> EXERCISE INSTRUCTIONS: Nothing besides a number belongs in the answer, which is how many lines of the listing contain the string "below".

******************************

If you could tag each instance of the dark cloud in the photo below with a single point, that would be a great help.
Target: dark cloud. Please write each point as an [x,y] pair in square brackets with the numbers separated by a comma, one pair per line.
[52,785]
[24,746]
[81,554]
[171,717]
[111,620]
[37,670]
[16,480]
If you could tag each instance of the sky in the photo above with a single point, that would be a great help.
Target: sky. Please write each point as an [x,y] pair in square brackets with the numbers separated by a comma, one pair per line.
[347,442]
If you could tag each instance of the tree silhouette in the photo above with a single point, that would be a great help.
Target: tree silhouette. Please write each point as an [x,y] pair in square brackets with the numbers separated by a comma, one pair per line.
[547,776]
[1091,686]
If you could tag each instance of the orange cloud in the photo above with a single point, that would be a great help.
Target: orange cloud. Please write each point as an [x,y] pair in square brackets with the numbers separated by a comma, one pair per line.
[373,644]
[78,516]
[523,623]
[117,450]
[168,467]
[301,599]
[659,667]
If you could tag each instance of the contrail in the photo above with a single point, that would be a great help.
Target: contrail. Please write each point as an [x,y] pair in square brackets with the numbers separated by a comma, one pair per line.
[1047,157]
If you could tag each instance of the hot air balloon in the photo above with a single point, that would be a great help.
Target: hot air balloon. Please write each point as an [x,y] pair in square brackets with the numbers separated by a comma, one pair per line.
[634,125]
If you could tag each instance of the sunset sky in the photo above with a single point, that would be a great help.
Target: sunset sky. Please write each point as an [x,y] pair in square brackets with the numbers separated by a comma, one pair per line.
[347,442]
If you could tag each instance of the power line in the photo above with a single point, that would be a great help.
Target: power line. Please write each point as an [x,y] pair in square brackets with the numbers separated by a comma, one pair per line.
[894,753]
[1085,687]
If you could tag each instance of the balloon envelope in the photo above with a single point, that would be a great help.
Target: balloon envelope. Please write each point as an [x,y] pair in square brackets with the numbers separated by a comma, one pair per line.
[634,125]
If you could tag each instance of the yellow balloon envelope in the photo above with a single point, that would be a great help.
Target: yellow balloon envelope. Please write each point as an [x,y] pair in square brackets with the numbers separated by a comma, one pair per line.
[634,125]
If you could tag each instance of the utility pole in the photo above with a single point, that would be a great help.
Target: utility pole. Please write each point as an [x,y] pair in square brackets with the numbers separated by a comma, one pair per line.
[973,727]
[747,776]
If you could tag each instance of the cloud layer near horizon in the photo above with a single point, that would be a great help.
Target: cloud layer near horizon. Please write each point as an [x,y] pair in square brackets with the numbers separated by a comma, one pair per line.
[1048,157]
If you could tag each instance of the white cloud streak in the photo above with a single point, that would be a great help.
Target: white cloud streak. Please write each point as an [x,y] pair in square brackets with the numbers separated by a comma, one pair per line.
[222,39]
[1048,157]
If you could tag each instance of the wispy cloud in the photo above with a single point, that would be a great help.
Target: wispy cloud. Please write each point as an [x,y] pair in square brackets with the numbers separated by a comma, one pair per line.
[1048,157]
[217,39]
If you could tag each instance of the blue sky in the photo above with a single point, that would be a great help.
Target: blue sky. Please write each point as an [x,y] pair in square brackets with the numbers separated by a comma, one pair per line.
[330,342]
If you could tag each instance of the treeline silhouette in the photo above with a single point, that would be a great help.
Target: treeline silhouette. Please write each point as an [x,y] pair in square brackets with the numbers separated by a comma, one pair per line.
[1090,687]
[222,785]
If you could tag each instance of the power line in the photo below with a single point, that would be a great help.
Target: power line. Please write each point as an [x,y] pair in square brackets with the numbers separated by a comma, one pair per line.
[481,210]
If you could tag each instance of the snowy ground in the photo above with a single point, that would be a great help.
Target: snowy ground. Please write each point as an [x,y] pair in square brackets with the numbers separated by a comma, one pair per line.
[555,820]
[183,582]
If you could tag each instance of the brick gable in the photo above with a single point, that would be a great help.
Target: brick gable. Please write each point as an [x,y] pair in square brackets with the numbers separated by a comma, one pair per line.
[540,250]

******************************

> ANSWER FOR THE TASK: 2